* WHAT YOU HAVE TO DO *
Look below for lines that hold the string "black" and copy each one.

▼

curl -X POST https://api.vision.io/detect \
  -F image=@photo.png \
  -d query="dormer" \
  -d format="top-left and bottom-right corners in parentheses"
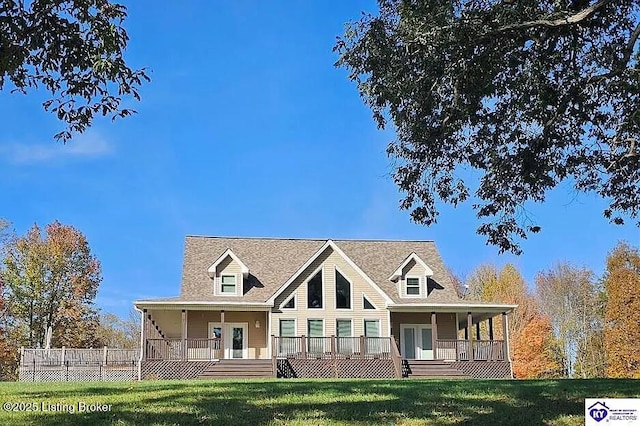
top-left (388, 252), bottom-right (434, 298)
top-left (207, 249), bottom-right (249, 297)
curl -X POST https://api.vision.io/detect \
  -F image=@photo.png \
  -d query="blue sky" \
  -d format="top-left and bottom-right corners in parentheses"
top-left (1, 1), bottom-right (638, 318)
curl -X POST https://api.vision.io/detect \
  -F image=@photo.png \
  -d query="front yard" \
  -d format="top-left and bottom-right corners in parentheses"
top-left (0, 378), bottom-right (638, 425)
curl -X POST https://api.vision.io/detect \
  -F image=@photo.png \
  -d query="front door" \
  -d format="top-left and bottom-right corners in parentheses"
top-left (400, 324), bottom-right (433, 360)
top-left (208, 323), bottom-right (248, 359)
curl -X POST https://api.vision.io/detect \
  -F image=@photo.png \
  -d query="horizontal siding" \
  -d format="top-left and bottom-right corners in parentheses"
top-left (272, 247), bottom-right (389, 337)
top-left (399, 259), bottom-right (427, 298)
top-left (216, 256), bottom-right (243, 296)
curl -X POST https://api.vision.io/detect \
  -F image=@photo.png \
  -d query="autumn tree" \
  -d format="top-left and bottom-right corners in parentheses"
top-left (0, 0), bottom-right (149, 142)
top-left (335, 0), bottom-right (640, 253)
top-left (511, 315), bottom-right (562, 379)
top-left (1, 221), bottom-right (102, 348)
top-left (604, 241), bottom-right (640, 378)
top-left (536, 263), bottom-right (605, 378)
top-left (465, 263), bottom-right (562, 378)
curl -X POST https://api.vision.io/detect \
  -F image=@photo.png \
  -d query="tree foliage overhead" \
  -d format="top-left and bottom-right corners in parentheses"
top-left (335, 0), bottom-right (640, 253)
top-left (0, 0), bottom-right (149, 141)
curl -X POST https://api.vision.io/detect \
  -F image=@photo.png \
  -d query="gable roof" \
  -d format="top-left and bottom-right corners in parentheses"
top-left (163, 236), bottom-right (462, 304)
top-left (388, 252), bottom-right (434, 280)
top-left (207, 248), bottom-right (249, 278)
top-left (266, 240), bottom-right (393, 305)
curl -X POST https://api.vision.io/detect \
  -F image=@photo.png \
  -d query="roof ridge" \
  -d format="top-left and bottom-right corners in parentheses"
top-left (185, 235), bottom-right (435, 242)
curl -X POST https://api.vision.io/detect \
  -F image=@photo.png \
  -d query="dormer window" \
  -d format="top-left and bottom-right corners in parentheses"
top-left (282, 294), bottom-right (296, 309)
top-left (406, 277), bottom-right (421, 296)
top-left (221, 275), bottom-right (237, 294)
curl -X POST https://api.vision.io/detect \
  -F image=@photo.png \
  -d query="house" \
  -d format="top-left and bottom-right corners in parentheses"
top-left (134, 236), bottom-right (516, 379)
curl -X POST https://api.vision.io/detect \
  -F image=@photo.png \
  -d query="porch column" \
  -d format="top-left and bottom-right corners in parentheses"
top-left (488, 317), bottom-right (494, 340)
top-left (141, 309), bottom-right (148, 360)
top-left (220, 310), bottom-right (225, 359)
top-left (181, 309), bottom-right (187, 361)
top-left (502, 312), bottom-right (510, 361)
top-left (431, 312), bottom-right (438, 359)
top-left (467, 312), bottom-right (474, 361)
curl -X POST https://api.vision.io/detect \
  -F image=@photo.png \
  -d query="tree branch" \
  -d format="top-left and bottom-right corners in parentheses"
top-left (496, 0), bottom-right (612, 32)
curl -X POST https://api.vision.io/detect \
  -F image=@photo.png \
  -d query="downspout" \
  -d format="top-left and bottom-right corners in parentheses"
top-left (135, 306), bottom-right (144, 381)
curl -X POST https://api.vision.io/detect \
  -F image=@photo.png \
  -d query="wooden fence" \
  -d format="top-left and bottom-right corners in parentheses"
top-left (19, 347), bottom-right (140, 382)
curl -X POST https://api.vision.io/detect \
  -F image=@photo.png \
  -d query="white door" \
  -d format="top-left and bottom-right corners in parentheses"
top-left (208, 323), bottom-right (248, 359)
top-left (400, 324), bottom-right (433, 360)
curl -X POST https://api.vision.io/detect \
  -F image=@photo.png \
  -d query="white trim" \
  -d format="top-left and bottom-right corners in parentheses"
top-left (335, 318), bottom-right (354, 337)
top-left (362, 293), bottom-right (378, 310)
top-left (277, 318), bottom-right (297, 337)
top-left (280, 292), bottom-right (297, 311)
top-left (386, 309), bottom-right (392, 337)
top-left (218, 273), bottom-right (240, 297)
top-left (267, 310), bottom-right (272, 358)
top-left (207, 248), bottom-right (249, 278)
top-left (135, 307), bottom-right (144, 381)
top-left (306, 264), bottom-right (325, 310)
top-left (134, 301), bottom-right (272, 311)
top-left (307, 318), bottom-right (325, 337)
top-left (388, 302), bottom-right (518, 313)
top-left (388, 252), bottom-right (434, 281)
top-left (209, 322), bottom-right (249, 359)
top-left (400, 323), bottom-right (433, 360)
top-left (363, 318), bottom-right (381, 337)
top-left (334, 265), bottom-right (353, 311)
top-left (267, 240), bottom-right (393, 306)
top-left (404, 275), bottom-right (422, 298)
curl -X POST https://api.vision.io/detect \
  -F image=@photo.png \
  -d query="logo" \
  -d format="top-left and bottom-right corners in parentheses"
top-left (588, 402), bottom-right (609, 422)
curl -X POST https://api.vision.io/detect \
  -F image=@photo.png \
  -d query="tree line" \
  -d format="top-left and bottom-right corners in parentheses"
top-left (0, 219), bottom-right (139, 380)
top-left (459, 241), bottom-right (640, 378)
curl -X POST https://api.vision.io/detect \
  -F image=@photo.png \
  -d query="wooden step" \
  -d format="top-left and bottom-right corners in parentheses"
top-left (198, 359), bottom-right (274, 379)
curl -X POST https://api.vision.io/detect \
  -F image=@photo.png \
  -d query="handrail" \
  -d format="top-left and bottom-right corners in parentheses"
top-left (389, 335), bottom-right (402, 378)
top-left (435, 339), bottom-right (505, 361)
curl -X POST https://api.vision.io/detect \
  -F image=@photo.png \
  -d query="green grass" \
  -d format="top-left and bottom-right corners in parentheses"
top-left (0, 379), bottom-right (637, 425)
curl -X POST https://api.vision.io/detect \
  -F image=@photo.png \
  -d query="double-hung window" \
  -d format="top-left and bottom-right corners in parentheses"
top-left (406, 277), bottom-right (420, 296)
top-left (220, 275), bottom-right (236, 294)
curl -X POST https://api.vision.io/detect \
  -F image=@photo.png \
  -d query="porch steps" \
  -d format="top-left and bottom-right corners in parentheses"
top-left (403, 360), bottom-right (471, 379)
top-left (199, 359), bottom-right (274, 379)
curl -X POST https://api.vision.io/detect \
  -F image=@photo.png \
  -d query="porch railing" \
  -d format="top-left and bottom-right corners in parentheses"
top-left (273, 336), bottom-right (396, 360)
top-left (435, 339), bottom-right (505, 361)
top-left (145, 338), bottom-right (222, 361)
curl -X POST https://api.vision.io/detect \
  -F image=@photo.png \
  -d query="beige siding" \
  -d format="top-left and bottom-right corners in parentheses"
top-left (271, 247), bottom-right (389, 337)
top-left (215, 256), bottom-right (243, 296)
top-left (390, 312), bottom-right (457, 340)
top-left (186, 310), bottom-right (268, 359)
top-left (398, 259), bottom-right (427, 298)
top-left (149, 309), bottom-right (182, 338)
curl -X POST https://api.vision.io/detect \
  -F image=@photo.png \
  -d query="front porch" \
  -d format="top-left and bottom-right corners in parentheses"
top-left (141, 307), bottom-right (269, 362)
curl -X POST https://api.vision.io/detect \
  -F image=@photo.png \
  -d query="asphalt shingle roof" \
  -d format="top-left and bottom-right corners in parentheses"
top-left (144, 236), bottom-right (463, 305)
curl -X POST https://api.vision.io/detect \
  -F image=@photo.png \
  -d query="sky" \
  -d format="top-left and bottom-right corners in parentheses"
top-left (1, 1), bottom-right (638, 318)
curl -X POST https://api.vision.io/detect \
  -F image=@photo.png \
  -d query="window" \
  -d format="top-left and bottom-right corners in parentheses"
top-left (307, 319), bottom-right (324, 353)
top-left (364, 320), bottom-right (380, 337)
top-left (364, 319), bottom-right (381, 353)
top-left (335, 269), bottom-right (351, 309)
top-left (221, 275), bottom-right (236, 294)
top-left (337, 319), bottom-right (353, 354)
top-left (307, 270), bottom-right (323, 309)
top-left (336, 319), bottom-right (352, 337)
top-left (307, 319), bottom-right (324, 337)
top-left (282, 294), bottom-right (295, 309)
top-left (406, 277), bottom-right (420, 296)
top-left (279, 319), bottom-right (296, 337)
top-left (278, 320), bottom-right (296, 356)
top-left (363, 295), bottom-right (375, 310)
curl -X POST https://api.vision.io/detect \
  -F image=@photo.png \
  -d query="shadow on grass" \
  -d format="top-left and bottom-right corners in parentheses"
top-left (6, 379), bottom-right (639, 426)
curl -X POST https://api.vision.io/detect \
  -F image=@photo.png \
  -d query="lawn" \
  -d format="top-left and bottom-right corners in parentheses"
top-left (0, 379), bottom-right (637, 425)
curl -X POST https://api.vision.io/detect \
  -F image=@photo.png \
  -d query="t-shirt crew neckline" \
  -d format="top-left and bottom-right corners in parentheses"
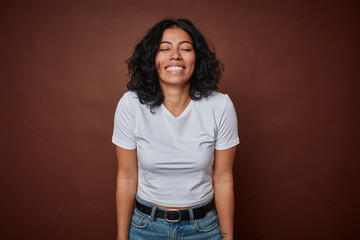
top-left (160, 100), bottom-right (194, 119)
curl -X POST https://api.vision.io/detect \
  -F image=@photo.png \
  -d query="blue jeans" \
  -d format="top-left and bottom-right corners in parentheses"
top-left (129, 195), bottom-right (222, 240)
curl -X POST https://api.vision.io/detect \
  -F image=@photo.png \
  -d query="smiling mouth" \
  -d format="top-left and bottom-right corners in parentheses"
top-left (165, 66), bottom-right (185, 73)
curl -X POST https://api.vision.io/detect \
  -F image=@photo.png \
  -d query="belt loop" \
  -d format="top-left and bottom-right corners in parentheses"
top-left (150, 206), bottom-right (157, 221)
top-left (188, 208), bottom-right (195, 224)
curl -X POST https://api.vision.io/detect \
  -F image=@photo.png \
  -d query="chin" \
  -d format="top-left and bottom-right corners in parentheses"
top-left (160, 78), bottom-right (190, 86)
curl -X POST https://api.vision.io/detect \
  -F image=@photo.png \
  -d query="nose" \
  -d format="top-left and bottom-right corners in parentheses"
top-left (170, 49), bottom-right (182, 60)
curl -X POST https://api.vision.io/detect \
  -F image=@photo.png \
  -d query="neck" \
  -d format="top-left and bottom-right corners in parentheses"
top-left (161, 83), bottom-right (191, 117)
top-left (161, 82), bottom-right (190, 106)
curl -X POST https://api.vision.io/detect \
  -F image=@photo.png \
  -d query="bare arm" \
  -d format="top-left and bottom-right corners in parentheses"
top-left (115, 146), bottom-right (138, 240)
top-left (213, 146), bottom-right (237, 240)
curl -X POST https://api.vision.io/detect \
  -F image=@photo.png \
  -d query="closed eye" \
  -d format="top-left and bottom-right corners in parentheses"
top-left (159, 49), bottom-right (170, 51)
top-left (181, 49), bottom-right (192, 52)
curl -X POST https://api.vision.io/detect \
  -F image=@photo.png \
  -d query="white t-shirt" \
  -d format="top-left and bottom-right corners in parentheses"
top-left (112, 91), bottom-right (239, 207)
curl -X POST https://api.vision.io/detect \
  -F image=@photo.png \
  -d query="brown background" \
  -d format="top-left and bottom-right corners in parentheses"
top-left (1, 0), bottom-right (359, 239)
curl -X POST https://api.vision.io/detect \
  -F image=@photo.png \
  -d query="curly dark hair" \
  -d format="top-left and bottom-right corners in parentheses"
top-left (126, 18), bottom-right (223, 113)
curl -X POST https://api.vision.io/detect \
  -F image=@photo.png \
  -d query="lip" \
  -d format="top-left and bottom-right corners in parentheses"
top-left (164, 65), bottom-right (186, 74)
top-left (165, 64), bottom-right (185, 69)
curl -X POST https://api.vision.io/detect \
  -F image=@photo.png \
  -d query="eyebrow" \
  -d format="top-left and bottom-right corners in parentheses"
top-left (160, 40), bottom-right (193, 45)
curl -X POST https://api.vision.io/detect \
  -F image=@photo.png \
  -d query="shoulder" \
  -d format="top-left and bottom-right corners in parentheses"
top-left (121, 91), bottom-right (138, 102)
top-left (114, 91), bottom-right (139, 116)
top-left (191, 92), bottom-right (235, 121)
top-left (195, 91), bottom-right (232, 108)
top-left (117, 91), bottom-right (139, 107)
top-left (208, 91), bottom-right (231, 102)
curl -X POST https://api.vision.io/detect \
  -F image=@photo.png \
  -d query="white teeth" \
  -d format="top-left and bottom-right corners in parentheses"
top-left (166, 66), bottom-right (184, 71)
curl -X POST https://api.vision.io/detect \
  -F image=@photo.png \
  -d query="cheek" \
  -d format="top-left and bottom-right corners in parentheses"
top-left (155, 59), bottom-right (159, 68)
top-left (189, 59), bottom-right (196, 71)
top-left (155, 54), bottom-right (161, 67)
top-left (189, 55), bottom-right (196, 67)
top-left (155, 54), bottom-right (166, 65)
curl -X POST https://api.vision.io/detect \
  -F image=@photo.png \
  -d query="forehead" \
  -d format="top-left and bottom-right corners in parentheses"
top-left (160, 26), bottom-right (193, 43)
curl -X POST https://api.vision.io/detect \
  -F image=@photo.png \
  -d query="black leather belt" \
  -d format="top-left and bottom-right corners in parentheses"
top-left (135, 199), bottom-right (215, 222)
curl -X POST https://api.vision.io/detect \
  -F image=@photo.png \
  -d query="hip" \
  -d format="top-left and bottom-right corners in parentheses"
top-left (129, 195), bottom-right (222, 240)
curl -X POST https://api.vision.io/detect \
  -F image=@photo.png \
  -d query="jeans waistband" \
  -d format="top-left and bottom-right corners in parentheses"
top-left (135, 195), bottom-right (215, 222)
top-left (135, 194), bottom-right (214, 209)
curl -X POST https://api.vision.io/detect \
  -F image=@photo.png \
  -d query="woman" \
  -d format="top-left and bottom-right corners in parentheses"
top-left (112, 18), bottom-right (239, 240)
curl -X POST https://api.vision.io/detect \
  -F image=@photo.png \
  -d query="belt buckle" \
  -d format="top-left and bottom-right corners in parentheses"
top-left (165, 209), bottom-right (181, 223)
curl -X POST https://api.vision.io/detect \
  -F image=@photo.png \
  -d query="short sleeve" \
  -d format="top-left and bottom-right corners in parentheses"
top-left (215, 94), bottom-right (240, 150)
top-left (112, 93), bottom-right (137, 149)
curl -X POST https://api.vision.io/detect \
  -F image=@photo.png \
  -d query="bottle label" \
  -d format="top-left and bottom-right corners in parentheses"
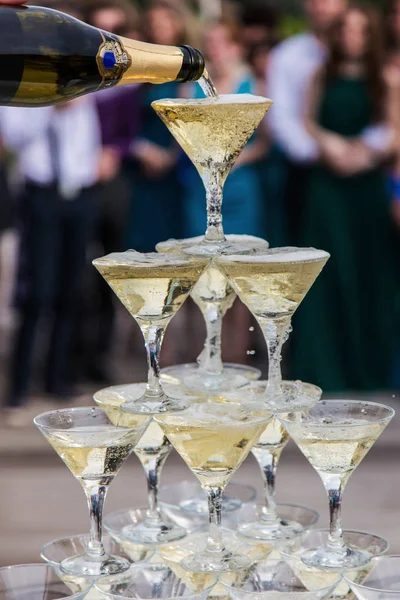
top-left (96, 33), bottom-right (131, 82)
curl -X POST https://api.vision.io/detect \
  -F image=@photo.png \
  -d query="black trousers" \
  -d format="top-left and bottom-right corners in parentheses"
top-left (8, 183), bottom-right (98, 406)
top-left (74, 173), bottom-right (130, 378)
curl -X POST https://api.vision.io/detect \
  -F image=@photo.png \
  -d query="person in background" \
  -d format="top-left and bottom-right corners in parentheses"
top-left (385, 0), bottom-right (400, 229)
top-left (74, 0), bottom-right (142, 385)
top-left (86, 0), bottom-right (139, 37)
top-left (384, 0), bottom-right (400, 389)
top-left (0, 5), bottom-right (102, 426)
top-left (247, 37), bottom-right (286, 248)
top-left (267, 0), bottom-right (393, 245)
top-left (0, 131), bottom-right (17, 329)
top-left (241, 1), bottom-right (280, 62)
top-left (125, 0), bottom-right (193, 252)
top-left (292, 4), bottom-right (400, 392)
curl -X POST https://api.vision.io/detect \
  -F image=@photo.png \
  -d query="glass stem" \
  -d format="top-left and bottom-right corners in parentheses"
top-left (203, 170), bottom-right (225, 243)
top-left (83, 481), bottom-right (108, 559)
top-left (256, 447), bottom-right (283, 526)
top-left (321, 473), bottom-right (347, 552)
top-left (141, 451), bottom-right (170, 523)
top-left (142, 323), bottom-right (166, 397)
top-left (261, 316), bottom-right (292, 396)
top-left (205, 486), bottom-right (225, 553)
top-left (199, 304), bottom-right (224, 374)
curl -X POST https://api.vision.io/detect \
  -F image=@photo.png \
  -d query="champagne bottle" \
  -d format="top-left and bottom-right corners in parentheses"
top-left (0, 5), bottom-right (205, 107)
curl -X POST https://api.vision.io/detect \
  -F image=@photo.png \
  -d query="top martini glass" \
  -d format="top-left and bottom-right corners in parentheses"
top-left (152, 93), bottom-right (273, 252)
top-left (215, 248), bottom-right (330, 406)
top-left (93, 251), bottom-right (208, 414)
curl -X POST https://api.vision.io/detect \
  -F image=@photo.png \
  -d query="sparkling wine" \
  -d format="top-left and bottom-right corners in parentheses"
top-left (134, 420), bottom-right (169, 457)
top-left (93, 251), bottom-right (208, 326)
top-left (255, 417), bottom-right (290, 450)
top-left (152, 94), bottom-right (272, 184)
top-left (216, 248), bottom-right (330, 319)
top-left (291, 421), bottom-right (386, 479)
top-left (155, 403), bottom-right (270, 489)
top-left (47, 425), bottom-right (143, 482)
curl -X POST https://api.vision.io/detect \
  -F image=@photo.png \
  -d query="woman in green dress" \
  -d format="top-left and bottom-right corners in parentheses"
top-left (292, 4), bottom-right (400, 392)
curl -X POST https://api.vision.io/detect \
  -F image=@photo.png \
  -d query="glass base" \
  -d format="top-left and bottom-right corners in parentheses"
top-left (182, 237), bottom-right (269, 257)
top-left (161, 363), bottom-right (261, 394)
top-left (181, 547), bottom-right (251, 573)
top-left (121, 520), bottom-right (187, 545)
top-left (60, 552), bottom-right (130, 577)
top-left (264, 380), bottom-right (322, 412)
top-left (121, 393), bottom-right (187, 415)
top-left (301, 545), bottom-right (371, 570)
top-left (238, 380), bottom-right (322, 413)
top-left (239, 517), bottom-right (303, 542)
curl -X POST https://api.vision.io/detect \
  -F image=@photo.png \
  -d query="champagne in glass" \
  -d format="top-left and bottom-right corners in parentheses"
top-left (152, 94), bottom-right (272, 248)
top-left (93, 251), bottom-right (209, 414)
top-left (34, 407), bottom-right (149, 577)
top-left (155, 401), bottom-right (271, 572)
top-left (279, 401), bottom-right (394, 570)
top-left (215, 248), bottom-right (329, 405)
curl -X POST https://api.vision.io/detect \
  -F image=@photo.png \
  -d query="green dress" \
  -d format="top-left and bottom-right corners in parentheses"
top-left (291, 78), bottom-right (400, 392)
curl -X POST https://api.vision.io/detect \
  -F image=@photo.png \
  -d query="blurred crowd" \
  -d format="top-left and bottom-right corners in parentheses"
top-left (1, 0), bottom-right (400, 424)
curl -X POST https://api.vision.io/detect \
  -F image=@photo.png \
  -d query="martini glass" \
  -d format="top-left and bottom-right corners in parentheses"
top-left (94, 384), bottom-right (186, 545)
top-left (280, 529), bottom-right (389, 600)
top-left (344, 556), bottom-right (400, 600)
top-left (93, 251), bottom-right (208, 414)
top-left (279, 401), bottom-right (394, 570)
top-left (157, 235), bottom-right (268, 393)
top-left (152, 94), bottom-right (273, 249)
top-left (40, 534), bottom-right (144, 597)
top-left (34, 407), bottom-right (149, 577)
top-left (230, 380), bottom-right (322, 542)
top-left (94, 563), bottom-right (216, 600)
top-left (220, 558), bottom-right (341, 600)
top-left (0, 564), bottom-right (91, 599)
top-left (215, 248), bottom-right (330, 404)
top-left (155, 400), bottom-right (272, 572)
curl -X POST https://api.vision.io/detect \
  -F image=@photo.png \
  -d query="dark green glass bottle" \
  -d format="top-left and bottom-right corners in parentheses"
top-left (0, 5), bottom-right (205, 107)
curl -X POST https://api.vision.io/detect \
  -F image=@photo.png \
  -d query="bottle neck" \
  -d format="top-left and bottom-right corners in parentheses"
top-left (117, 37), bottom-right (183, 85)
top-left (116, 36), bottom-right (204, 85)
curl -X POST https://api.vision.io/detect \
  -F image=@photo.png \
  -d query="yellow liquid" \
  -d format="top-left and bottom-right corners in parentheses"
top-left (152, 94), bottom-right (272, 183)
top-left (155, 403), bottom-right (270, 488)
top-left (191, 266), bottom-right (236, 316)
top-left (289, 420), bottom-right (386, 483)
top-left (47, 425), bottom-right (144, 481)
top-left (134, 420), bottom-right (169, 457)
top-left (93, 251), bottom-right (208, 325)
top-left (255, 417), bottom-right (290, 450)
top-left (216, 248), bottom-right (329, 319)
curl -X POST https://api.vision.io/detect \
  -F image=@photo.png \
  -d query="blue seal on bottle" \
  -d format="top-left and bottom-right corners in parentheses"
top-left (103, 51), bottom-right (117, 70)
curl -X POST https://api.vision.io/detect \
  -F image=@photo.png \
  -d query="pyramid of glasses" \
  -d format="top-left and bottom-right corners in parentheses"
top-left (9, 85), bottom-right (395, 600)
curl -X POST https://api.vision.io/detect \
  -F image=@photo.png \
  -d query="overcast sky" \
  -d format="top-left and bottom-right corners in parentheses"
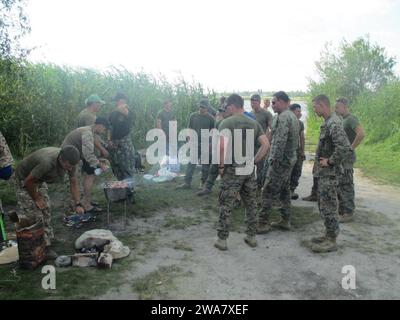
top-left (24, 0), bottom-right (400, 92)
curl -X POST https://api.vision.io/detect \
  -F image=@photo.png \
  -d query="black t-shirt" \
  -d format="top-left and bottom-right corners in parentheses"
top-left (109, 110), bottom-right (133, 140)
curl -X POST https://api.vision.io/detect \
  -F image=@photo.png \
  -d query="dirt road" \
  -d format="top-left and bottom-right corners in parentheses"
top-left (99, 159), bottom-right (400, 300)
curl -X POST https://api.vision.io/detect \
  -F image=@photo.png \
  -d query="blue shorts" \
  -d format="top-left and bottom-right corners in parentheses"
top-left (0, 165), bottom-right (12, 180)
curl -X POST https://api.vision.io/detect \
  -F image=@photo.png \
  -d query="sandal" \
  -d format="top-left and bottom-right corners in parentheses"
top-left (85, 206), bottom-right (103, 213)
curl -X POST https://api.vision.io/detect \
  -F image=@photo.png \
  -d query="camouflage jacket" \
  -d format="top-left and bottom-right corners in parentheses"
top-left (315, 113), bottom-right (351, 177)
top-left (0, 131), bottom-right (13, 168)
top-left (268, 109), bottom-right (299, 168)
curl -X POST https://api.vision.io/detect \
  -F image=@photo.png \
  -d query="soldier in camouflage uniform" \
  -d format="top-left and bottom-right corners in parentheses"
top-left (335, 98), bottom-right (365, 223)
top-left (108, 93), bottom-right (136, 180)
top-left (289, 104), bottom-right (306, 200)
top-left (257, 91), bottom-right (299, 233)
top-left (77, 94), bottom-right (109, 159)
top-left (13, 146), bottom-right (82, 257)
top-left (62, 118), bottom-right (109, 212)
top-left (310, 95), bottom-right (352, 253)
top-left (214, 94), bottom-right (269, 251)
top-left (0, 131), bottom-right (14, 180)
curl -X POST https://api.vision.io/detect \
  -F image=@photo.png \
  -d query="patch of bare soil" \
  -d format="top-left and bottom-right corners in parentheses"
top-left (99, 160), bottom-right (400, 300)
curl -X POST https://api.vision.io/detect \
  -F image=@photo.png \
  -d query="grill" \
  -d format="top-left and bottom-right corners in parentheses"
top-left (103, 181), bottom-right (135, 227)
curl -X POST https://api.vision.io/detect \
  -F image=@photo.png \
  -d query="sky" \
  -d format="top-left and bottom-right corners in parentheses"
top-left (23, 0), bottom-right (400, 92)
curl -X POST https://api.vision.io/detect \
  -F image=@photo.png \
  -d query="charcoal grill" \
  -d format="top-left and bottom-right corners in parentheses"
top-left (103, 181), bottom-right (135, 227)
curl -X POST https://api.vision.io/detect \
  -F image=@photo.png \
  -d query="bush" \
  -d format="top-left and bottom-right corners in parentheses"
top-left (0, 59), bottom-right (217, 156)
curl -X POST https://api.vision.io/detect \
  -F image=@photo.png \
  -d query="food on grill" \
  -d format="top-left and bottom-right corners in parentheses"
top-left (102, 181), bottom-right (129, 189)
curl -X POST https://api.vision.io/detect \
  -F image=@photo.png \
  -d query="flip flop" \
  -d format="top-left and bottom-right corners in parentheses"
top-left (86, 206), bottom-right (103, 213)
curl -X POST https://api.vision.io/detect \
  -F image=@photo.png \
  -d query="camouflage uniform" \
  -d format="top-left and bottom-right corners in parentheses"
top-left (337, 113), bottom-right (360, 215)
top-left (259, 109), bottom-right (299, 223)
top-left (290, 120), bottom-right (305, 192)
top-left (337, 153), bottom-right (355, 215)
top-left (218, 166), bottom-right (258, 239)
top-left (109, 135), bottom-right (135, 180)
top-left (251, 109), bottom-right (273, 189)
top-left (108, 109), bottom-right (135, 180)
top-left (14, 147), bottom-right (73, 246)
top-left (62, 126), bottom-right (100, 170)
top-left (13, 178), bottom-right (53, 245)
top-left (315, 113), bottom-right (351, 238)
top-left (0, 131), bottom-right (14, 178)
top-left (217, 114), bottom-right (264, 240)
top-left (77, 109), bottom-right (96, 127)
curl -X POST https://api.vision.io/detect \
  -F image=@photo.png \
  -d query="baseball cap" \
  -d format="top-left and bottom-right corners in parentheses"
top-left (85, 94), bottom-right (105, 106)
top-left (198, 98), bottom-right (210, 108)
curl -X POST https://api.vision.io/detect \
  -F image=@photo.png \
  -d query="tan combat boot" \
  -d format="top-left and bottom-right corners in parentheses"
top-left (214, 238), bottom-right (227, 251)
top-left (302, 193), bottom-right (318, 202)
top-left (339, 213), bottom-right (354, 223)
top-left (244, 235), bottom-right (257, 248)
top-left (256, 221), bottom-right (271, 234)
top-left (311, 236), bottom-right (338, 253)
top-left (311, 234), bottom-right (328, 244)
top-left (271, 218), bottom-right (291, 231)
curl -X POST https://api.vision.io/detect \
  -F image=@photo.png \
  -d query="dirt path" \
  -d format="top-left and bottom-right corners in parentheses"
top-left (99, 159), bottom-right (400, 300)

▲

* RESPONSE TO THE TASK *
  -d query="black leather belt" \
  -d query="black trousers" \
  -d query="black t-shirt" \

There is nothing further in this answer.